Stored data

• • • •

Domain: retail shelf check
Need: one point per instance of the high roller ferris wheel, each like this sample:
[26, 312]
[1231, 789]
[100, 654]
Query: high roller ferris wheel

• • • •

To be done
Extract each line of the material exactly as it stands.

Reply
Domain: retail shelf check
Need: one point per instance of the high roller ferris wheel, each like this sample:
[26, 312]
[1231, 789]
[100, 654]
Query: high roller ferris wheel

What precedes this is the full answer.